**Exercise instructions:**
Down to the final character, output the records below as they stand.

Supplied records Start Marker

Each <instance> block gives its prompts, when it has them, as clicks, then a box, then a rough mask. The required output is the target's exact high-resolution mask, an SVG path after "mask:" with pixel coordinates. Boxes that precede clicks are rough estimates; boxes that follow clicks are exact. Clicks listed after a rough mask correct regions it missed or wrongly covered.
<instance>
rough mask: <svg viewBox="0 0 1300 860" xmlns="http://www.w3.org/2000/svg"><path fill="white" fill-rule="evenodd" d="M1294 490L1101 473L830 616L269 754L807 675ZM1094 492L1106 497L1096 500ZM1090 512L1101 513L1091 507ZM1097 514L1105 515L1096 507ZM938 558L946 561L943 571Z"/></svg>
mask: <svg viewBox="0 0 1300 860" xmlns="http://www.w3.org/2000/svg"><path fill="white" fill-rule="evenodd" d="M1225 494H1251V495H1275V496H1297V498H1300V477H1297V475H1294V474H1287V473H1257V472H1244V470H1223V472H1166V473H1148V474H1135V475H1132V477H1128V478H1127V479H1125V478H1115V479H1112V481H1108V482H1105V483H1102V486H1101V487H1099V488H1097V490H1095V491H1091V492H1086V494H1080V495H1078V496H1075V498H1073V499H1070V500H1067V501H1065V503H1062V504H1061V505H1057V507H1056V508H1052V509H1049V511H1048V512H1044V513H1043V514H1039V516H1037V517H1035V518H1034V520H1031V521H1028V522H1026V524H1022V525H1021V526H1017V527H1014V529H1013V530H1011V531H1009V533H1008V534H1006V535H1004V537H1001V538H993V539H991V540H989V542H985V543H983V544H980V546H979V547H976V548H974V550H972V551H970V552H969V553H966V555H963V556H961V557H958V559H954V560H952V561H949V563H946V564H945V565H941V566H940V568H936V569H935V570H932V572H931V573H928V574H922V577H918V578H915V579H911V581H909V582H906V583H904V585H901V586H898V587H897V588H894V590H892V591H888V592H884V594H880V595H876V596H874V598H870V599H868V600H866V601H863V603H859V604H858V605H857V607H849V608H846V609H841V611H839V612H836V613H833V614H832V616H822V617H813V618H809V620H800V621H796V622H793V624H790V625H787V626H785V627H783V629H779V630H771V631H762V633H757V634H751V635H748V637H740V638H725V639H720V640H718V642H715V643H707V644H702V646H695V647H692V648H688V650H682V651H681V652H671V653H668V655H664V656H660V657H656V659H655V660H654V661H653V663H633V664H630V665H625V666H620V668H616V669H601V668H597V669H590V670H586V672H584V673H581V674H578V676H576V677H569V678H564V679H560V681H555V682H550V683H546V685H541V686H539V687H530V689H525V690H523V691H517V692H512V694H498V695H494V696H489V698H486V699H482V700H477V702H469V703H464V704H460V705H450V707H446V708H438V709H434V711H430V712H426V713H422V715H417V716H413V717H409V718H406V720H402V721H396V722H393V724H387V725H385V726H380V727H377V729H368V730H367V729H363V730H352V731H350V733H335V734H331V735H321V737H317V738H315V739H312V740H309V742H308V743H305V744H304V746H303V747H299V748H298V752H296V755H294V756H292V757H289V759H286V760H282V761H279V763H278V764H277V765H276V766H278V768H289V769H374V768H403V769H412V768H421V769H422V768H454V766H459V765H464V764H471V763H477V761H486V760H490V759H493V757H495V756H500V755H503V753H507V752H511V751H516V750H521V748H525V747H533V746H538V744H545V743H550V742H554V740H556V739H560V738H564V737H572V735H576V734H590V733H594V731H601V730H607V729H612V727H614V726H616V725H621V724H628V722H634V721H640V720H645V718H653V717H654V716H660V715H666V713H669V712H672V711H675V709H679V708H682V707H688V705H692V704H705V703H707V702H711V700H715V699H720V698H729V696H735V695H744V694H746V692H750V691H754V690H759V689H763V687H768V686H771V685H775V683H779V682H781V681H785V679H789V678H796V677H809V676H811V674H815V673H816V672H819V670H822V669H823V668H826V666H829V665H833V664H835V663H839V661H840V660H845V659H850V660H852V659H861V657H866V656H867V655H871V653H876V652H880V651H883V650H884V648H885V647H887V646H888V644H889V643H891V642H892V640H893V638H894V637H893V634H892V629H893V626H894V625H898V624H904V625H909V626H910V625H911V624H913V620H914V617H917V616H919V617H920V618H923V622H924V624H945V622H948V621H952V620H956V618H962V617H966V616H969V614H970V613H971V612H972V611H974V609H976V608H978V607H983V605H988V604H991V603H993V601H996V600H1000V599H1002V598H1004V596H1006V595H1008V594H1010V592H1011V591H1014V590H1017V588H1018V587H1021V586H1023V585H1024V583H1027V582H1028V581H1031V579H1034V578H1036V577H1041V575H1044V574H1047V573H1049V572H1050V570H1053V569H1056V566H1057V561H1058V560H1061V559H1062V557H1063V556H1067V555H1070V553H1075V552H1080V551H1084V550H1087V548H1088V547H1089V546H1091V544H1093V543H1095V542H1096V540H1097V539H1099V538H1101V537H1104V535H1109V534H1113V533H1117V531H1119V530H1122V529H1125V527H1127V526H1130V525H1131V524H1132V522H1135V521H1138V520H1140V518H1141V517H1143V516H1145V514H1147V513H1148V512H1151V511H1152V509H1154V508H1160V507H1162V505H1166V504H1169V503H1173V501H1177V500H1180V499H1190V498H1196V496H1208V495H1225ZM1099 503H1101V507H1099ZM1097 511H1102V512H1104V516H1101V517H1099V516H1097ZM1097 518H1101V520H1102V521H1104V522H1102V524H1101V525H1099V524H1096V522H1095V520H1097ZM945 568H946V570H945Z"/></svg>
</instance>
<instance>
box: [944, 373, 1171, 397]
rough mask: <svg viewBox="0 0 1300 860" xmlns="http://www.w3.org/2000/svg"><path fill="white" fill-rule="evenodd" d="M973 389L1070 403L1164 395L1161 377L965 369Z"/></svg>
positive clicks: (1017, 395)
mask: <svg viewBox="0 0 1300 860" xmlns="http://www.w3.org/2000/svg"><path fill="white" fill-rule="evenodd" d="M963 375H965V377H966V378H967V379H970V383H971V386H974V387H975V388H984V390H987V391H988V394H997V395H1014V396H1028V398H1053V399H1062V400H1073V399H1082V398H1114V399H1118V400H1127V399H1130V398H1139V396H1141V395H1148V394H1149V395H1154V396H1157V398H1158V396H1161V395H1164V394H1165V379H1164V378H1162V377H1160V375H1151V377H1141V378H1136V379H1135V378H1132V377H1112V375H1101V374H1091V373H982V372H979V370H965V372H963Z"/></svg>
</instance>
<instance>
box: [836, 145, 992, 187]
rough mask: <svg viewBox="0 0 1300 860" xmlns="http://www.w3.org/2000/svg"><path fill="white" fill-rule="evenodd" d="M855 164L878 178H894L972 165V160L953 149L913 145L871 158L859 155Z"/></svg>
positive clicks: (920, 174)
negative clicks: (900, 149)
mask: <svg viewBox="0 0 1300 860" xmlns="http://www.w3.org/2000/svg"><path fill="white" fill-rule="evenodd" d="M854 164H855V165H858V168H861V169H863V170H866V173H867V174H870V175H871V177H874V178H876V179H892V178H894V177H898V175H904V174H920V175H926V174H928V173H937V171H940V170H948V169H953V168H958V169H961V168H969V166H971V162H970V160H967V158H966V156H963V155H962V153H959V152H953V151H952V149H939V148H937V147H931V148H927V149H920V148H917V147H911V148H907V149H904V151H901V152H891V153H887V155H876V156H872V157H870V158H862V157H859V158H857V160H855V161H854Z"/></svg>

Supplied records End Marker

**Result of the task:**
Each <instance> block gives its prompts, when it has them, as clicks, then a box, then a rough mask. The required output is the target's exact high-resolution mask, an SVG path after "mask:" with pixel coordinates. Boxes that precede clicks are rough estimates; boxes that follow clicks are exact. Clicks listed after a rough mask correct regions it missed or wrongly covered.
<instance>
rough mask: <svg viewBox="0 0 1300 860" xmlns="http://www.w3.org/2000/svg"><path fill="white" fill-rule="evenodd" d="M1294 490L1101 473L830 616L269 754L807 675ZM1094 492L1106 497L1096 500ZM1090 512L1101 513L1091 507ZM1097 514L1105 515L1096 507ZM938 558L946 561L943 571Z"/></svg>
mask: <svg viewBox="0 0 1300 860" xmlns="http://www.w3.org/2000/svg"><path fill="white" fill-rule="evenodd" d="M1225 494H1251V495H1275V496H1297V498H1300V477H1297V475H1294V474H1287V473H1257V472H1244V470H1223V472H1166V473H1148V474H1135V475H1132V477H1128V478H1127V479H1125V478H1115V479H1112V481H1108V482H1105V483H1102V486H1101V487H1099V488H1097V490H1095V491H1091V492H1086V494H1080V495H1078V496H1075V498H1073V499H1070V500H1067V501H1065V503H1062V504H1061V505H1057V507H1056V508H1052V509H1049V511H1048V512H1044V513H1043V514H1039V516H1037V517H1035V518H1034V520H1031V521H1028V522H1026V524H1022V525H1021V526H1017V527H1014V529H1013V530H1011V531H1009V533H1008V534H1006V535H1004V537H1001V538H993V539H991V540H989V542H985V543H983V544H980V546H979V547H976V548H974V550H972V551H970V552H969V553H966V555H963V556H961V557H958V559H954V560H952V561H949V563H946V564H945V565H941V566H940V568H936V569H935V570H932V572H931V573H928V574H922V577H918V578H915V579H911V581H909V582H906V583H904V585H901V586H898V587H897V588H894V590H892V591H888V592H884V594H880V595H876V596H874V598H870V599H868V600H866V601H863V603H859V604H858V605H857V607H849V608H846V609H841V611H839V612H836V613H833V614H832V616H822V617H813V618H809V620H800V621H796V622H793V624H790V625H787V626H785V627H783V629H779V630H771V631H762V633H757V634H751V635H748V637H740V638H725V639H720V640H718V642H715V643H707V644H702V646H695V647H692V648H688V650H682V651H681V652H671V653H668V655H664V656H660V657H656V659H655V660H654V661H653V663H633V664H630V665H625V666H620V668H616V669H601V668H597V669H590V670H586V672H584V673H581V674H578V676H576V677H569V678H564V679H560V681H555V682H550V683H546V685H541V686H539V687H530V689H525V690H523V691H517V692H512V694H498V695H494V696H489V698H486V699H482V700H477V702H469V703H464V704H460V705H450V707H446V708H438V709H434V711H430V712H426V713H422V715H417V716H413V717H409V718H406V720H402V721H396V722H393V724H387V725H385V726H380V727H377V729H368V730H367V729H363V730H352V731H350V733H335V734H331V735H321V737H317V738H315V739H312V740H309V742H308V743H305V744H304V746H303V747H299V748H298V752H296V755H294V756H292V757H289V759H286V760H282V761H279V763H278V764H277V765H276V766H278V768H289V769H374V768H403V769H412V768H421V769H422V768H454V766H459V765H464V764H471V763H477V761H486V760H490V759H493V757H495V756H500V755H503V753H507V752H511V751H516V750H521V748H525V747H533V746H538V744H545V743H550V742H554V740H556V739H560V738H564V737H572V735H576V734H590V733H594V731H601V730H607V729H612V727H614V726H616V725H621V724H628V722H634V721H640V720H645V718H653V717H654V716H660V715H666V713H669V712H672V711H675V709H679V708H682V707H688V705H692V704H705V703H707V702H711V700H715V699H720V698H729V696H735V695H744V694H746V692H750V691H754V690H759V689H763V687H768V686H771V685H775V683H779V682H781V681H785V679H789V678H796V677H809V676H811V674H815V673H816V672H819V670H822V669H823V668H826V666H829V665H833V664H835V663H839V661H840V660H845V659H850V660H852V659H861V657H866V656H867V655H871V653H876V652H880V651H883V650H884V648H885V647H887V646H888V644H889V643H891V642H892V640H893V638H894V637H893V634H892V629H893V626H894V625H898V624H904V625H909V626H910V625H911V624H913V620H914V617H917V616H919V617H920V618H923V622H924V624H945V622H948V621H952V620H956V618H962V617H966V616H969V614H970V613H971V612H972V611H974V609H976V608H978V607H983V605H988V604H991V603H993V601H996V600H1000V599H1002V598H1004V596H1006V595H1008V594H1010V592H1011V591H1014V590H1017V588H1018V587H1021V586H1023V585H1024V583H1027V582H1028V581H1031V579H1034V578H1036V577H1041V575H1044V574H1047V573H1049V572H1050V570H1053V569H1056V566H1057V561H1058V560H1061V559H1062V557H1063V556H1067V555H1070V553H1075V552H1080V551H1084V550H1087V548H1088V547H1089V546H1091V544H1093V543H1095V542H1096V540H1097V539H1099V538H1101V537H1104V535H1109V534H1113V533H1117V531H1119V530H1122V529H1125V527H1127V526H1130V525H1131V524H1132V522H1135V521H1138V520H1140V518H1141V517H1143V516H1145V514H1147V513H1148V512H1151V511H1152V509H1154V508H1160V507H1162V505H1166V504H1169V503H1173V501H1177V500H1180V499H1190V498H1196V496H1208V495H1225ZM1099 503H1101V507H1099ZM1097 511H1102V512H1104V516H1101V517H1099V516H1097ZM1097 518H1101V520H1102V521H1104V522H1102V524H1101V525H1099V524H1096V522H1095V520H1097ZM945 568H946V570H945Z"/></svg>
</instance>
<instance>
box: [944, 373, 1171, 397]
rough mask: <svg viewBox="0 0 1300 860" xmlns="http://www.w3.org/2000/svg"><path fill="white" fill-rule="evenodd" d="M973 389L1070 403L1164 395L1161 377L965 369Z"/></svg>
positive clicks: (1017, 395)
mask: <svg viewBox="0 0 1300 860" xmlns="http://www.w3.org/2000/svg"><path fill="white" fill-rule="evenodd" d="M963 375H965V377H966V378H967V379H970V383H971V386H974V387H975V388H984V390H987V391H988V394H997V395H1014V396H1028V398H1053V399H1062V400H1073V399H1082V398H1114V399H1118V400H1127V399H1130V398H1139V396H1141V395H1148V394H1149V395H1154V396H1157V398H1158V396H1161V395H1164V394H1165V379H1164V378H1162V377H1160V375H1151V377H1141V378H1136V379H1135V378H1132V377H1112V375H1101V374H1091V373H982V372H979V370H965V372H963Z"/></svg>
</instance>
<instance>
box: [836, 145, 992, 187]
rough mask: <svg viewBox="0 0 1300 860" xmlns="http://www.w3.org/2000/svg"><path fill="white" fill-rule="evenodd" d="M855 164L878 178H894L972 165V160L953 149L913 145L871 158L859 155Z"/></svg>
positive clicks: (920, 174)
negative clicks: (900, 149)
mask: <svg viewBox="0 0 1300 860" xmlns="http://www.w3.org/2000/svg"><path fill="white" fill-rule="evenodd" d="M854 164H855V165H858V168H861V169H863V170H866V173H867V174H870V175H871V177H874V178H876V179H892V178H894V177H898V175H904V174H920V175H926V174H928V173H937V171H940V170H948V169H953V168H958V169H961V168H969V166H971V162H970V160H967V158H966V156H963V155H962V153H959V152H953V151H952V149H939V148H937V147H931V148H927V149H920V148H917V147H911V148H907V149H904V151H901V152H891V153H887V155H876V156H872V157H870V158H862V157H859V158H857V160H855V161H854Z"/></svg>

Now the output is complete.